What to produce
Write out each of the lines below word for word, omitting the pictures from your answer.

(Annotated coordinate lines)
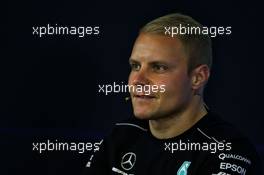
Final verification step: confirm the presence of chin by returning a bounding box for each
[134,112,151,120]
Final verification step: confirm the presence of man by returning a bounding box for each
[85,14,261,175]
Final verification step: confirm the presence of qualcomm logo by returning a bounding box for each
[177,161,191,175]
[121,152,136,170]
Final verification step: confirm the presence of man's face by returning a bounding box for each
[128,33,192,119]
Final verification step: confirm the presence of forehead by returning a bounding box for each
[131,33,186,61]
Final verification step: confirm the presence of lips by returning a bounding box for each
[133,94,156,99]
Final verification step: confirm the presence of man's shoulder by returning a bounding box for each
[105,117,151,143]
[197,112,250,140]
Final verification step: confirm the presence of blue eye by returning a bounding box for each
[152,64,168,72]
[130,63,140,71]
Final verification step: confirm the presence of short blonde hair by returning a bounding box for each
[140,13,212,73]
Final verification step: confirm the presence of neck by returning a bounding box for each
[149,96,207,139]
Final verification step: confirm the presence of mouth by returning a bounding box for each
[133,94,157,100]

Response to the task
Final verification step: confirm the presence of chin by returning a bounding box for each
[134,112,151,120]
Final verification step: confirm the presence of man by returning a bounding box for each
[85,14,261,175]
Final verification step: confirm the presence of qualcomm logo by returning a bounding box for each
[177,161,191,175]
[121,152,136,170]
Final verification step: confirm the presence of man's face by returning a bounding box for each
[128,33,192,119]
Final verification step: confirm the presence of forehead by returning a bounding box for each
[131,33,186,61]
Final verification step: confirm the presence of lips by returning a bounding box for each
[133,94,156,99]
Final verification step: confirm the presence of man's shoulder by returning a bounding box for each
[105,117,151,143]
[197,112,250,140]
Final verification step: confirm the presence of blue eye by returning a bounding box for each
[152,64,168,72]
[130,63,140,71]
Final verification step: confirm the presence of short blonde hair by returning a bounding box for each
[140,13,212,73]
Final verification step: confirm the presence of neck by returning a bounding box for each
[149,96,207,139]
Final verification step: confirm the presence of mouth by returning a bounding box for each
[133,94,157,100]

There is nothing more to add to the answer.